## AUFGABENSTELLUNG
Geben Sie aus der nachstehenden Rede zum Europäischen Rat in Berlin den Abschnitt von „Meine sehr geehrten Damen und Herren!“ bis einschließlich „bei der SPÖ.)“ wortgetreu wieder.

## TEXTABSCHNITT
* * * * * * * * *

Es wurde aber auch in Berlin, meine sehr geehrten Damen und Herren, die Gelegenheit genutzt, um sehr klar – entsprechend den Initiativen, die bereits unter österreichischer Präsidentschaft gestartet wurden – auf eine neue Kultur der Transparenz, der Effizienz und der sauberen Finanzgebarung hinzuweisen und zu drängen. Natürlich werden dazu tiefgreifende Reformen notwendig sein. Ich habe selbst persönlich dazu einen Aktionsplan vorgelegt und auch Romano Prodi unsere Vorstellungen dazu erläutert.

Meine sehr geehrten Damen und Herren! Bei diesem Europäischen Rat in Berlin sind auch diese Reformvorstellungen angesprochen worden, und ich persönlich kann mir vorstellen, daß es innerhalb der bestehenden Verträge, aber bei weitergehenden Reformvorschlägen – wenn notwendig – auch darüber hinaus bei der nächsten Regierungskonferenz zu wesentlichen Veränderungen kommt, zum Beispiel, daß zwecks Stärkung der demokratischen Kontrolle auch die Möglichkeit von Mißtrauensanträgen gegen einzelne Kommissare besteht, und viele andere Maßnahmen mehr.

Es sind durch dieses rasche Handeln des Europäischen Rates das Signal der Handlungsfähigkeit und das Bekenntnis zu einer effizienten Verwaltung der Mittel der Steuerzahler in Europa abgegeben worden – und das maßgeblich auf österreichische Initiative. Darauf können wir stolz sein, meine sehr geehrten Damen und Herren. (Beifall bei der SPÖ.)

* * * * * * * * *

Gesammelte Daten:
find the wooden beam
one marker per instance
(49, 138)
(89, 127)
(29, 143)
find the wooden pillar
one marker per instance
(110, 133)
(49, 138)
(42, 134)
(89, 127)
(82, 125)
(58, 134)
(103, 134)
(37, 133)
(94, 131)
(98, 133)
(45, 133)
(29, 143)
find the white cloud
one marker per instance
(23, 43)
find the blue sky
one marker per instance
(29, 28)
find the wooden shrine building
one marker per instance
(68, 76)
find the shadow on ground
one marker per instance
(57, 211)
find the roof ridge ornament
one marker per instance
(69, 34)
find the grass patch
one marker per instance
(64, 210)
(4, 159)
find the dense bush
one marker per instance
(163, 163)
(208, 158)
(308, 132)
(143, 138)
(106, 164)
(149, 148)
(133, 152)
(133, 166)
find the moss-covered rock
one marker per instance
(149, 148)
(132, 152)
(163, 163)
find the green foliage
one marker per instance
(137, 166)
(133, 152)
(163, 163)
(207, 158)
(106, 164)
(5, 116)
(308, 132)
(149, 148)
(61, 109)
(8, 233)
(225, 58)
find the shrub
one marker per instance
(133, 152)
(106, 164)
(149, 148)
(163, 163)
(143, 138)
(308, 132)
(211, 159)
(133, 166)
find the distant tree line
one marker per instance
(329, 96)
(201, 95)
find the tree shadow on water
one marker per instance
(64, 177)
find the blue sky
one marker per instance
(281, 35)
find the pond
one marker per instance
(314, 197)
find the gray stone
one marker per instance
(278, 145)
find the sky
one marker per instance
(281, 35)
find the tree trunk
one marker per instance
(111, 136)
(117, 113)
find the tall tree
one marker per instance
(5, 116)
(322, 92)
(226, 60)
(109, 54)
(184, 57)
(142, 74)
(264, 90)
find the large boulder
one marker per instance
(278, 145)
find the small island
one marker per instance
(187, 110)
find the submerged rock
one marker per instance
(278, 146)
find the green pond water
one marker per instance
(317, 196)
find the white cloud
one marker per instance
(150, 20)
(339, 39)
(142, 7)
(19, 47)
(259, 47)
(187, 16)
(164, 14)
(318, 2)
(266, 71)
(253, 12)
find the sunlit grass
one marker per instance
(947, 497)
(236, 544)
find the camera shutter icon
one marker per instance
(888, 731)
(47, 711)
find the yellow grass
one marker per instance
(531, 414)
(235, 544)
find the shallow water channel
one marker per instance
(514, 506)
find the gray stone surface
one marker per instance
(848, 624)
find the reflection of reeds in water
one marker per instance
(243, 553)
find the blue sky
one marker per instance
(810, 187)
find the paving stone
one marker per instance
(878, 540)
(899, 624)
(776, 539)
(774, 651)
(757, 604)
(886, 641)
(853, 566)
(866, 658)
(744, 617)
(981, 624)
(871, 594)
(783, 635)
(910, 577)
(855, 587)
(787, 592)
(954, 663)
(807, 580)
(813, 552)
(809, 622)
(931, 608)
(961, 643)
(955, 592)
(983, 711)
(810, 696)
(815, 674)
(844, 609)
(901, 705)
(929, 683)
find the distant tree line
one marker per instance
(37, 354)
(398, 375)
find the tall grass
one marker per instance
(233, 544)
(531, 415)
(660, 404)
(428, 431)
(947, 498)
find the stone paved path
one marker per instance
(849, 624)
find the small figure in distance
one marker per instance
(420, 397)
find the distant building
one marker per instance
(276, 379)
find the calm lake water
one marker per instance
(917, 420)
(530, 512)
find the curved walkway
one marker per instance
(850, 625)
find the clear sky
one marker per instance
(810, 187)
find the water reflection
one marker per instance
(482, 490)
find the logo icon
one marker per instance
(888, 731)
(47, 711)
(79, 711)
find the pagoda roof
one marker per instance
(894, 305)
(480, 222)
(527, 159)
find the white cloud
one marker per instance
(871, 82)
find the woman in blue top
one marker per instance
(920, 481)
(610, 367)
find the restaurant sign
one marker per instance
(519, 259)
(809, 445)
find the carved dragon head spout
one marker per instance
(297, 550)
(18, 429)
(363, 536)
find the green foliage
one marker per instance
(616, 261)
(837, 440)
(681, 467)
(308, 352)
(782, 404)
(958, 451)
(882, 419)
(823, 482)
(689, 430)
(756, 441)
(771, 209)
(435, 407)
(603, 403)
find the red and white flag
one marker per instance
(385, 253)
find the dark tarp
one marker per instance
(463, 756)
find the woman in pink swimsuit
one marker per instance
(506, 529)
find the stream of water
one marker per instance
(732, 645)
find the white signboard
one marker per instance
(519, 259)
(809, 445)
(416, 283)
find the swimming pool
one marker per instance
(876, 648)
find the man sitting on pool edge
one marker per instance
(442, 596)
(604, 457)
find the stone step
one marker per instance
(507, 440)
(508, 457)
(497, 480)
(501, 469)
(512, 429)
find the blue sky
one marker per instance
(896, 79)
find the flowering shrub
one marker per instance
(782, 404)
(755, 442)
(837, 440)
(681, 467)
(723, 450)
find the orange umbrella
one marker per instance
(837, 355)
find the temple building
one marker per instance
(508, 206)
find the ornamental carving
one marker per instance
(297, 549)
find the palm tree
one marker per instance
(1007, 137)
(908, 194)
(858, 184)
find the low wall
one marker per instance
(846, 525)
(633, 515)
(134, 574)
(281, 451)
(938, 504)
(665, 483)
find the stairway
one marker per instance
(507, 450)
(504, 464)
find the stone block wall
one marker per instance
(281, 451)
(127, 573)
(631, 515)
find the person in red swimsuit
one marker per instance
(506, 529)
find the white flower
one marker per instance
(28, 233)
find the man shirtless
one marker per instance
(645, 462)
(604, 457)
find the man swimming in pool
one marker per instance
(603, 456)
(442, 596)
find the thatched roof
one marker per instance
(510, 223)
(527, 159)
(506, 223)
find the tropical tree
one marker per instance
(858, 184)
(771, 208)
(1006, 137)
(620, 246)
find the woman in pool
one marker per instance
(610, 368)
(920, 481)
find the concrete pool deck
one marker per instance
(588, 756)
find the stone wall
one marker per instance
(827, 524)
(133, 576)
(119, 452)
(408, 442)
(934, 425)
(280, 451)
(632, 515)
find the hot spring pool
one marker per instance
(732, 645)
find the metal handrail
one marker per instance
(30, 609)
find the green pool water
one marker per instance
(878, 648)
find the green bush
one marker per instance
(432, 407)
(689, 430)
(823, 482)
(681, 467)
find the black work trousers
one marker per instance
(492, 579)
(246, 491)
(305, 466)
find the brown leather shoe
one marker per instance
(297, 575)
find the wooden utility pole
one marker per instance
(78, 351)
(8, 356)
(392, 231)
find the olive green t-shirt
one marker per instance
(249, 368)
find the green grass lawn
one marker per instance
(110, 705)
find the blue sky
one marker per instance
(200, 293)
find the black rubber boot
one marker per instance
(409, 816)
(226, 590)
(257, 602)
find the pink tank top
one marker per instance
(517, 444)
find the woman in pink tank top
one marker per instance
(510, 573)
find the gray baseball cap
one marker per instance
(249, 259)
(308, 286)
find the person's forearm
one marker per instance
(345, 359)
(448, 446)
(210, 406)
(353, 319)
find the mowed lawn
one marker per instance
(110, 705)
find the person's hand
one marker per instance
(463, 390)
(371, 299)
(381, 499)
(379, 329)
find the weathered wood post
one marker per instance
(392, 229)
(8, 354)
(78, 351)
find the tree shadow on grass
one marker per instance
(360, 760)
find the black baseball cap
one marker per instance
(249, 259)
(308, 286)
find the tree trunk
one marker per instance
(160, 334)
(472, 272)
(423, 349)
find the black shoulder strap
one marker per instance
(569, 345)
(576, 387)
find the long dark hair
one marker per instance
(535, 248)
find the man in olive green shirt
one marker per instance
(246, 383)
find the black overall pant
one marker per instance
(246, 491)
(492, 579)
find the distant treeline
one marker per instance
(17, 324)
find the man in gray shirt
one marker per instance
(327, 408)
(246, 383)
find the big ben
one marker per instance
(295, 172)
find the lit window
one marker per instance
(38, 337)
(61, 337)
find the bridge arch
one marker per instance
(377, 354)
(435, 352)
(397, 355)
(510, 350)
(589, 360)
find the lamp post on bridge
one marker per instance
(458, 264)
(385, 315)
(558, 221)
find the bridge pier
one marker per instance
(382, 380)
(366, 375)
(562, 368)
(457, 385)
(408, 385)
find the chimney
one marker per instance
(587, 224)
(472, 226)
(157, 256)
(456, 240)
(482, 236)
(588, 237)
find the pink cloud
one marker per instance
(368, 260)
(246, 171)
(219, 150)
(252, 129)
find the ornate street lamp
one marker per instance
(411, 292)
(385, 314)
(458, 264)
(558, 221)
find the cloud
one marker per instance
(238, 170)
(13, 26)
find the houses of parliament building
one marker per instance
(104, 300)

* * * * * * * * *

## LÖSUNG
Meine sehr geehrten Damen und Herren! Bei diesem Europäischen Rat in Berlin sind auch diese Reformvorstellungen angesprochen worden, und ich persönlich kann mir vorstellen, daß es innerhalb der bestehenden Verträge, aber bei weitergehenden Reformvorschlägen – wenn notwendig – auch darüber hinaus bei der nächsten Regierungskonferenz zu wesentlichen Veränderungen kommt, zum Beispiel, daß zwecks Stärkung der demokratischen Kontrolle auch die Möglichkeit von Mißtrauensanträgen gegen einzelne Kommissare besteht, und viele andere Maßnahmen mehr.

Es sind durch dieses rasche Handeln des Europäischen Rates das Signal der Handlungsfähigkeit und das Bekenntnis zu einer effizienten Verwaltung der Mittel der Steuerzahler in Europa abgegeben worden – und das maßgeblich auf österreichische Initiative. Darauf können wir stolz sein, meine sehr geehrten Damen und Herren. (Beifall bei der SPÖ.)